**SET TASK:** Rewrite the entries below with "pale skin" swapped for "light skin" and every other character left the same.

**INPUT RECORDS:**
=====

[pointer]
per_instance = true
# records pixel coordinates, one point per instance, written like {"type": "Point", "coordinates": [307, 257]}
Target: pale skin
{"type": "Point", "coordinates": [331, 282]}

=====

**COMPLETED EXERCISE:**
[pointer]
per_instance = true
# records pixel coordinates, one point per instance, written like {"type": "Point", "coordinates": [307, 257]}
Target: light skin
{"type": "Point", "coordinates": [331, 282]}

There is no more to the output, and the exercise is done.